START Provided data
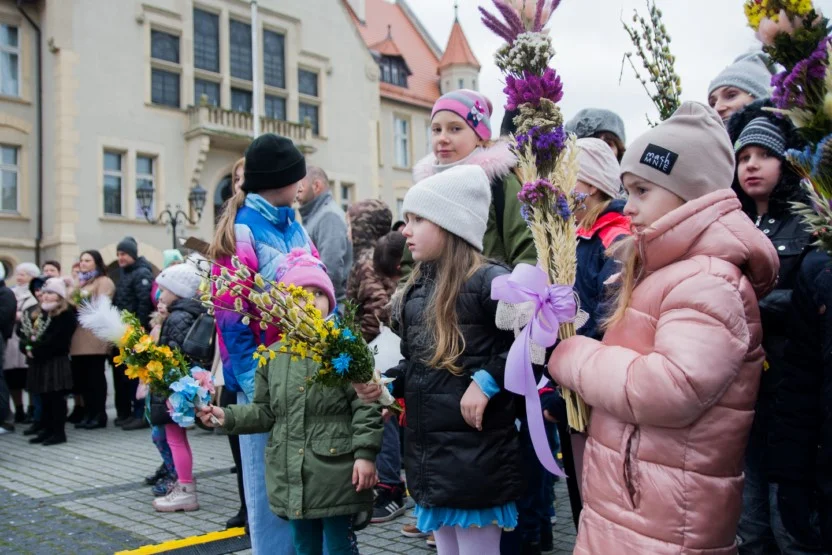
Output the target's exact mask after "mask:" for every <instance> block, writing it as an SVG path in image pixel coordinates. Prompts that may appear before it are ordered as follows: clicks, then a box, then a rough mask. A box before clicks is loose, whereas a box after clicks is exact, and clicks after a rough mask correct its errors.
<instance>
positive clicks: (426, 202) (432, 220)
mask: <svg viewBox="0 0 832 555" xmlns="http://www.w3.org/2000/svg"><path fill="white" fill-rule="evenodd" d="M723 132H724V131H723ZM490 207H491V185H490V184H489V182H488V176H486V175H485V171H484V170H483V169H482V168H481V167H479V166H473V165H462V166H455V167H453V168H450V169H447V170H445V171H443V172H442V173H437V174H436V175H432V176H431V177H428V178H427V179H423V180H422V181H420V182H419V183H417V184H416V185H414V186H413V187H411V188H410V190H409V191H408V192H407V194H406V195H405V196H404V203H403V204H402V213H403V214H413V215H415V216H421V217H422V218H425V219H426V220H428V221H431V222H433V223H435V224H436V225H438V226H439V227H441V228H442V229H444V230H446V231H448V232H450V233H453V234H454V235H456V236H458V237H460V238H462V239H464V240H465V241H467V242H468V243H470V244H471V246H472V247H474V248H475V249H477V250H478V251H480V252H482V238H483V237H484V236H485V227H486V225H487V223H488V211H489V208H490Z"/></svg>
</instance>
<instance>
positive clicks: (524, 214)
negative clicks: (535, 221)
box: [520, 204, 532, 223]
mask: <svg viewBox="0 0 832 555" xmlns="http://www.w3.org/2000/svg"><path fill="white" fill-rule="evenodd" d="M520 215H521V216H522V217H523V221H525V222H526V223H529V220H531V217H532V214H531V210H529V206H528V205H527V204H523V205H521V206H520Z"/></svg>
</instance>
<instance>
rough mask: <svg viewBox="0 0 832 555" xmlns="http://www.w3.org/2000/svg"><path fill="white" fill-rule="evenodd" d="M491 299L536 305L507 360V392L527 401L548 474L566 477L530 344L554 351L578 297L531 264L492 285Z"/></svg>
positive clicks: (527, 409)
mask: <svg viewBox="0 0 832 555" xmlns="http://www.w3.org/2000/svg"><path fill="white" fill-rule="evenodd" d="M491 298H492V299H494V300H495V301H504V302H507V303H511V304H520V303H527V302H532V303H534V305H535V309H534V315H533V316H532V318H531V321H530V322H529V323H528V325H526V327H525V328H523V331H522V332H520V335H518V336H517V338H516V339H515V340H514V343H513V344H512V345H511V349H510V350H509V352H508V359H507V360H506V374H505V388H506V389H507V390H508V391H511V392H512V393H517V394H518V395H523V396H524V397H525V398H526V418H527V420H528V423H529V435H530V436H531V438H532V445H533V446H534V452H535V453H536V454H537V458H538V459H539V460H540V463H541V464H542V465H543V467H544V468H546V470H548V471H549V472H551V473H552V474H555V475H556V476H562V477H565V476H566V474H565V473H564V472H563V471H562V470H561V469H560V467H559V466H558V465H557V463H556V462H555V458H554V457H553V456H552V450H551V449H550V448H549V440H548V437H547V435H546V429H545V427H544V426H543V409H542V408H541V406H540V397H539V395H538V392H537V384H536V383H535V379H534V372H533V371H532V361H531V353H530V348H531V344H530V341H534V342H535V343H537V344H538V345H541V346H543V347H551V346H552V345H554V344H555V341H557V339H558V328H559V327H560V325H561V324H562V323H565V322H571V321H573V320H574V319H575V315H576V313H577V312H578V305H577V303H576V302H575V294H574V292H573V290H572V287H570V286H568V285H549V281H548V279H547V276H546V273H545V272H544V271H543V270H541V269H540V268H538V267H536V266H532V265H530V264H518V265H517V267H516V268H515V269H514V271H513V272H512V273H511V275H507V276H499V277H497V278H495V279H494V281H493V282H492V283H491Z"/></svg>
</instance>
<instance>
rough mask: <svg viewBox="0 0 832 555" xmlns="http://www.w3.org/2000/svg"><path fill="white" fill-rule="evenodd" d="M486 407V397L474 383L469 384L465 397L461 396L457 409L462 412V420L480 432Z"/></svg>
mask: <svg viewBox="0 0 832 555" xmlns="http://www.w3.org/2000/svg"><path fill="white" fill-rule="evenodd" d="M486 406H488V397H486V395H485V393H483V392H482V390H481V389H480V386H478V385H477V384H476V383H475V382H471V385H469V386H468V390H467V391H465V395H463V396H462V401H460V403H459V408H460V410H461V411H462V418H464V419H465V423H466V424H468V425H469V426H471V427H472V428H476V429H477V430H479V431H482V416H483V414H485V407H486Z"/></svg>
END Provided data
Your objective – Each line above is to be copied exactly, and the pictures are to be dropped.

Result of this task –
Output the target's exact mask after "mask:" for every <instance> block, writing it as an SVG path in image pixel coordinates. Prompts that may appear before it are ordered as follows: clicks, then a box, then a rough mask. A box before clicks is loose, whereas a box after clicks is exact, and clicks after a rough mask correct its errors.
<instance>
positive clicks: (426, 202) (432, 220)
mask: <svg viewBox="0 0 832 555" xmlns="http://www.w3.org/2000/svg"><path fill="white" fill-rule="evenodd" d="M723 132H724V131H723ZM490 207H491V185H490V184H489V182H488V176H486V175H485V171H484V170H483V169H482V168H481V167H479V166H473V165H462V166H455V167H453V168H450V169H447V170H445V171H443V172H442V173H437V174H436V175H432V176H431V177H428V178H427V179H423V180H422V181H420V182H419V183H417V184H416V185H414V186H413V187H411V188H410V190H409V191H408V192H407V194H406V195H405V196H404V203H403V204H402V213H403V214H413V215H415V216H421V217H422V218H425V219H426V220H428V221H431V222H433V223H435V224H436V225H438V226H439V227H441V228H442V229H444V230H446V231H448V232H450V233H453V234H454V235H456V236H458V237H460V238H462V239H464V240H465V241H467V242H468V243H470V244H471V246H472V247H474V248H475V249H477V250H478V251H480V252H482V238H483V237H484V236H485V227H486V225H487V223H488V211H489V208H490Z"/></svg>
</instance>
<instance>
positive clicks: (524, 214)
negative clicks: (535, 221)
box: [520, 204, 532, 223]
mask: <svg viewBox="0 0 832 555" xmlns="http://www.w3.org/2000/svg"><path fill="white" fill-rule="evenodd" d="M520 215H521V216H522V217H523V221H525V222H526V223H529V220H531V217H532V214H531V210H529V206H528V205H527V204H523V205H521V206H520Z"/></svg>
</instance>
<instance>
rough mask: <svg viewBox="0 0 832 555" xmlns="http://www.w3.org/2000/svg"><path fill="white" fill-rule="evenodd" d="M491 299L536 305L507 360V392L527 401L548 474L566 477L530 344L554 351L578 297L531 264L492 285Z"/></svg>
positive clicks: (527, 409)
mask: <svg viewBox="0 0 832 555" xmlns="http://www.w3.org/2000/svg"><path fill="white" fill-rule="evenodd" d="M491 298H492V299H494V300H495V301H504V302H507V303H511V304H520V303H527V302H532V303H534V305H535V309H534V315H533V316H532V318H531V321H530V322H529V323H528V325H526V327H525V328H523V331H522V332H520V335H518V336H517V338H516V339H515V340H514V343H513V344H512V345H511V349H510V350H509V352H508V359H507V360H506V374H505V388H506V389H507V390H508V391H511V392H512V393H517V394H518V395H523V396H524V397H525V398H526V418H527V420H528V423H529V435H530V436H531V438H532V445H533V446H534V452H535V453H536V454H537V458H538V459H539V460H540V463H541V464H542V465H543V467H544V468H546V470H548V471H549V472H551V473H552V474H555V475H556V476H562V477H565V476H566V474H565V473H564V472H563V471H562V470H561V469H560V467H559V466H558V465H557V463H556V462H555V458H554V457H553V456H552V450H551V449H550V448H549V440H548V437H547V435H546V429H545V427H544V426H543V409H542V408H541V406H540V397H539V395H538V392H537V384H536V383H535V379H534V372H533V371H532V361H531V353H530V348H531V344H530V341H534V342H535V343H537V344H538V345H541V346H543V347H551V346H552V345H554V344H555V341H557V339H558V328H559V327H560V325H561V324H562V323H565V322H571V321H573V320H574V319H575V315H576V313H577V312H578V305H577V303H576V302H575V294H574V292H573V290H572V287H570V286H568V285H549V281H548V279H547V276H546V273H545V272H544V271H543V270H541V269H540V268H538V267H536V266H532V265H530V264H518V265H517V267H516V268H515V269H514V271H513V272H512V273H511V275H507V276H499V277H497V278H495V279H494V281H493V282H492V283H491Z"/></svg>
</instance>
<instance>
rough mask: <svg viewBox="0 0 832 555" xmlns="http://www.w3.org/2000/svg"><path fill="white" fill-rule="evenodd" d="M486 407V397L474 383L469 384L465 397L461 396L457 409L462 412V420L480 432Z"/></svg>
mask: <svg viewBox="0 0 832 555" xmlns="http://www.w3.org/2000/svg"><path fill="white" fill-rule="evenodd" d="M486 406H488V397H486V395H485V393H483V392H482V390H481V389H480V386H478V385H477V384H476V383H475V382H471V385H469V386H468V390H467V391H465V395H463V396H462V401H460V403H459V408H460V410H461V411H462V418H464V419H465V423H466V424H468V425H469V426H471V427H472V428H476V429H477V430H479V431H482V416H483V414H485V407H486Z"/></svg>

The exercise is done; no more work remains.